> [TEXT FOR ANALYSIS]:
SUDAN · NUBIAN DESERT · NORTH OF KHARTOUM
A dust storm, a Land Cruiser, a Japanese colleague who did not understand the desert, and a meal that was not what it appeared to be. A dispatch from the road to nowhere north of Khartoum.
The poles appear every kilometre. That is all there is — a steel stake driven into the sand, then nothing, then another stake a kilometre ahead, barely visible through the dust. Without them you are dead. With them you are merely lost.
There were three of us in the Land Cruiser: Vivek and I in the back, a Japanese colleague in the front passenger seat, and a Sudanese driver who had been navigating this desert since before any of us had a passport. We were travelling north of Khartoum on the groundwork for what would become one of the most successful community development projects in northern Sudan. At the time it did not feel successful. It felt like a dust storm.
The driver had the radio on. Arabic music — steady, rhythmic, perfectly suited to the landscape outside, which was moving in ways that landscapes are not supposed to move. The Japanese colleague reached forward and turned it off. The driver said nothing. A few minutes passed. The music came back on. The colleague turned it off again. The driver waited longer this time. Then it came back on. By the third attempt the colleague understood something important: in the middle of the Nubian Desert, we were entirely at this man’s mercy. The music stayed on.
The Nubian Desert does not negotiate. Neither did the driver.
He was having fun with the terrain. Every dip in the sand — and there were many — he took at speed, so the Land Cruiser would catch air at the crest and land with a thud that sent the three of us into the roof. He did not do this by accident. There was a slight adjustment of speed before each dip that told you he had done this before and intended to do it again. We were shocked the first time. After that it was a thrill. Everyone laughed. The music played.
Through the dust and the haze, shapes appeared and disappeared. Trucks — ancient, overloaded, the kind that look like they have been running since the 1950s and will run for fifty years more through sheer stubbornness. Buses with people sitting on the roof. A camel. Figures in white robes that seemed to dissolve back into the sand as we passed. It was not like driving through a foreign country. It was like driving through time. The haze gave everything the quality of a dream, or a memory — something seen but not quite touchable.
We arrived at the village as the light was going. Low mud-brick structures, a compound, a group of men who had been waiting for us. They had laid on a meal. It was huge. One dish caught my attention. It was set out on a low table — a large, dark, slightly domed centrepiece that had a peculiar texture in the fading light. My first thought was that it was some kind of cake, dense and dark, perhaps made from dates. I was looking forward to it.

Collection entries
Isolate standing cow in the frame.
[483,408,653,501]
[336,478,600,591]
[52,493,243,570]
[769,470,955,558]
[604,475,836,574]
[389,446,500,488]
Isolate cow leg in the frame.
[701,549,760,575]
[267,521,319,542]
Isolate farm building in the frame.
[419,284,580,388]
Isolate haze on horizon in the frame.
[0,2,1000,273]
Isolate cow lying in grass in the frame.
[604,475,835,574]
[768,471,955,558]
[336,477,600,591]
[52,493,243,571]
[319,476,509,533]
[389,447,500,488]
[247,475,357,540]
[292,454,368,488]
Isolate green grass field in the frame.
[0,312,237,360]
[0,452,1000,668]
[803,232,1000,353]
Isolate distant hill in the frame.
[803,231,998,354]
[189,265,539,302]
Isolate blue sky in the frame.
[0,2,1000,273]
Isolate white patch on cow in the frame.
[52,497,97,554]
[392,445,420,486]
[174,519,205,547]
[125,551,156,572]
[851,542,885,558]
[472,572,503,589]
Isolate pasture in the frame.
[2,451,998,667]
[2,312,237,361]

> [AIM OF THE TASK]:
Pick up the Sudan desert dispatch after its final sentence and write the next part.

> [ANSWER BOX]:
Then the air moved, and the surface of the cake moved with it.
It was not cake. It was a salad – covered, entirely and completely, with flies. The Nubian flies are not like other flies. They are patient, numerous, and committed. The surface of the dish was alive with them in a way that was, once you understood what you were looking at, oddly impressive. Our hosts gestured toward it with great pride. They had gone to considerable trouble.
It looked like black cake. It was actually covered with flies.
This is the moment that defines a journey. Not the dust storm, not the airborne Land Cruiser, not the poles in the sand. This moment, at a low table in a Sudanese village, when you understand that hospitality is not about the food. It is about the gesture. These people had almost nothing and they had laid on their best. The flies were not the point. The welcome was the point.
We ate. I do not remember how. I remember that it was important to eat, and that we did. Vivek and I were fine. Our Japanese colleague spent the night in the loo.
The community development project that brought us to that table worked. Years later, looking at the outcomes — the wells, the schools, the health posts, the local governance structures that actually functioned — it was one of the best results I saw in two decades of this work. I have thought sometimes about whether the meal had anything to do with it. Whether the willingness to sit down at that table, in that dust, with those flies, established something between us and the communities we were working with that made the work real rather than transactional.
Probably I am making too much of a meal. But the Nubian Desert was full of things that looked like one thing and turned out to be another. That was part of what made it extraordinary.